─── EXERCISE TEXT ───

At the beginning of the 20th century, charitable trusts and faith-based organisations continued to play a key role in providing relief for the resident poor.
Gardner refers to the Brighton Distress Fund, which, during a particularly harsh winter in 1906, had over 1500 applications for assistance in one week. Blanket Loan Societies, which were run by well-to-do women, were also relied upon during the winter months.
Poor Law costs had soared. Investigations into causes of poverty led to two contrasting reports being published by the Royal Commission on the Poor Laws and Relief of Distress in 1909. The majority report suggested that homelessness and poverty was the result of personal inadequacy, and that relief was too easily accessible. In contrast, the minority report argued that poverty was the responsibility of society as well as the individual. Due to the conflicting stances, the Liberal Government was largely able to ignore the reports which had been commissioned by the outgoing Conservation government.
During the same year, the Labour Exchanges Act of 1909 saw the creation of employment agencies, which like today’s Job Centres, enabled employers to advertise positions and supported unemployed people to find work. By 1910, 83 labour exchanges were operating; however the initial success of these set-ups was disputed.

─── DATA FOR ANALYSIS ───

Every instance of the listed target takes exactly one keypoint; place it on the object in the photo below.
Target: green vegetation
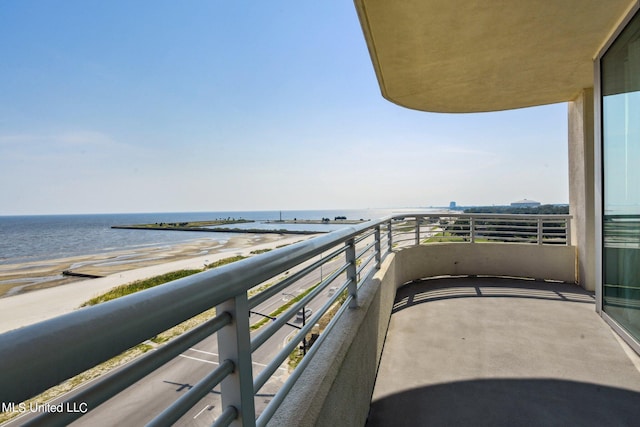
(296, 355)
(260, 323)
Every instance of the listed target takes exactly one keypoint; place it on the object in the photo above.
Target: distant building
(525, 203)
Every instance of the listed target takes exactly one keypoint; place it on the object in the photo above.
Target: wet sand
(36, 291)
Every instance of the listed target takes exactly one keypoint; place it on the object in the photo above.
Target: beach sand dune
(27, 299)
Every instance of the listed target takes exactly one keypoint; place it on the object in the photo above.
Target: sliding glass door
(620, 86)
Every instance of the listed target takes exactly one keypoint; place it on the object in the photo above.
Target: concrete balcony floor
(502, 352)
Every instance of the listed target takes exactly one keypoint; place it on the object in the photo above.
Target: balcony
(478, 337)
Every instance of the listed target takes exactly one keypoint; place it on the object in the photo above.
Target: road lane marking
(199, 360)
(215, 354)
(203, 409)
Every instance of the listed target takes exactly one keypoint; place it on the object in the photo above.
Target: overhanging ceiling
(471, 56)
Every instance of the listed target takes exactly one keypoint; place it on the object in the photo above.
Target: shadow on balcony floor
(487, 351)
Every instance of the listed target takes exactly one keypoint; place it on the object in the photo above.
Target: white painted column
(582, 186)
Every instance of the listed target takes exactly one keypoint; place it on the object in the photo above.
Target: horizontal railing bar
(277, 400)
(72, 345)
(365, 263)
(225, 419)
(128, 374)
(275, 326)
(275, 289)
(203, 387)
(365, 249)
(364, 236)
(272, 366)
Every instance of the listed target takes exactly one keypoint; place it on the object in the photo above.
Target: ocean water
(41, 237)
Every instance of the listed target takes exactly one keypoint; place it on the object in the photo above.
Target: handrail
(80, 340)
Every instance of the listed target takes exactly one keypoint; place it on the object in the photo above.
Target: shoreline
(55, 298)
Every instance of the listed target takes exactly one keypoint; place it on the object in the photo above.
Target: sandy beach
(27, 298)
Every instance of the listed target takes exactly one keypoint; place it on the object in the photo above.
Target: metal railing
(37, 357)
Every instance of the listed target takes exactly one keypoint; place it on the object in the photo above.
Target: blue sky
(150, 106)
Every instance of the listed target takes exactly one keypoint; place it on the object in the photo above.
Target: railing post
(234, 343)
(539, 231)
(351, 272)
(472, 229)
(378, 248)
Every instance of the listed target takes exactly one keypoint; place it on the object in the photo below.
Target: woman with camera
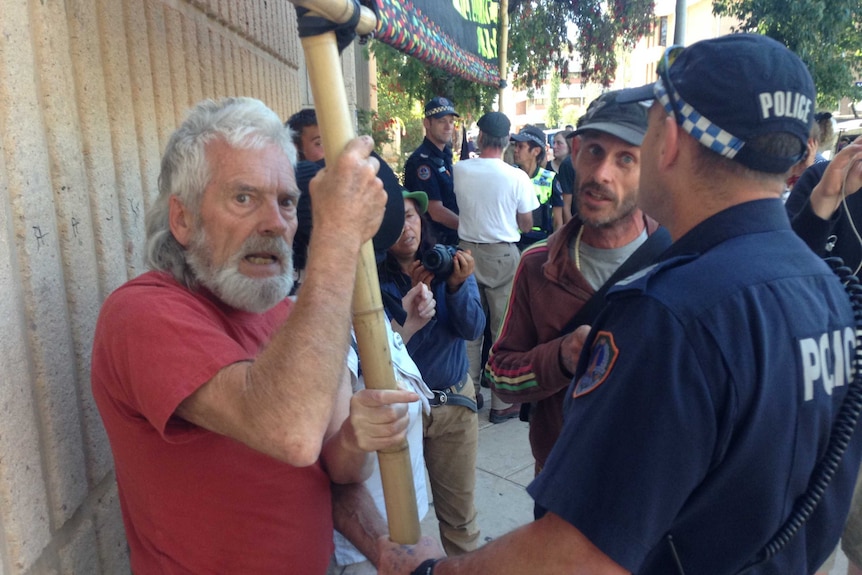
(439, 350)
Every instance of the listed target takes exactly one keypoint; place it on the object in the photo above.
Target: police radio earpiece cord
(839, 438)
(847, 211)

───
─── DATA FOR ANALYSIS ───

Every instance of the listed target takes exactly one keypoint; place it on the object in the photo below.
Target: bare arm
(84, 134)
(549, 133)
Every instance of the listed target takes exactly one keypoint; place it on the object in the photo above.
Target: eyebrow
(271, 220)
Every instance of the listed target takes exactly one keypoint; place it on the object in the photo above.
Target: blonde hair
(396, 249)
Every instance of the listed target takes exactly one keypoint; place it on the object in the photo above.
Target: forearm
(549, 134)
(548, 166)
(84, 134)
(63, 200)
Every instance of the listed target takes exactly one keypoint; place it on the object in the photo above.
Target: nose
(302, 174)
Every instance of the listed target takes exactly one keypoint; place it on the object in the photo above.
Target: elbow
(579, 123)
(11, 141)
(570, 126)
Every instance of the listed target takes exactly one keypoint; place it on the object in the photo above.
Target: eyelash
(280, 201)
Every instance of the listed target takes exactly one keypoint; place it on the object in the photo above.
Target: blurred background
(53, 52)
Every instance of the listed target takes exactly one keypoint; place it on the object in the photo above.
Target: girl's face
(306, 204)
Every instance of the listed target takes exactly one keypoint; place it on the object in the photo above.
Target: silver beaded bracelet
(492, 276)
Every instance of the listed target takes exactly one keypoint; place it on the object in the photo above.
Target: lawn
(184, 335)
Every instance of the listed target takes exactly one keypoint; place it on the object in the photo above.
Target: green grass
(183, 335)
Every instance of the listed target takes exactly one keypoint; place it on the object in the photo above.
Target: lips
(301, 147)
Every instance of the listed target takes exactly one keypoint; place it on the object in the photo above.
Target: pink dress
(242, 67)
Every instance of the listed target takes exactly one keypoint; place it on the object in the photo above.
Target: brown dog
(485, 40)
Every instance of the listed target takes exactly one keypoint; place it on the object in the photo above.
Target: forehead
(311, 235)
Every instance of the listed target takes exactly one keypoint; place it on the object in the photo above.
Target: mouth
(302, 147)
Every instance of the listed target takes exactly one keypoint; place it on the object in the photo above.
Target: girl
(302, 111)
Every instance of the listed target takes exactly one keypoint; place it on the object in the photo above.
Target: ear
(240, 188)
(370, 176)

───

__TASK ITEM__:
Using the text on poor relief in the early 1900s, answer these:
(a) How many applications for help did the Brighton Distress Fund get in one week during the winter of 1906?
(b) According to the minority report of 1909, whose responsibility was poverty?
(c) How many labour exchanges were operating by 1910?

__ANSWER TO THIS PROBLEM__:
(a) Over 1500.
(b) Society's as well as the individual's.
(c) 83.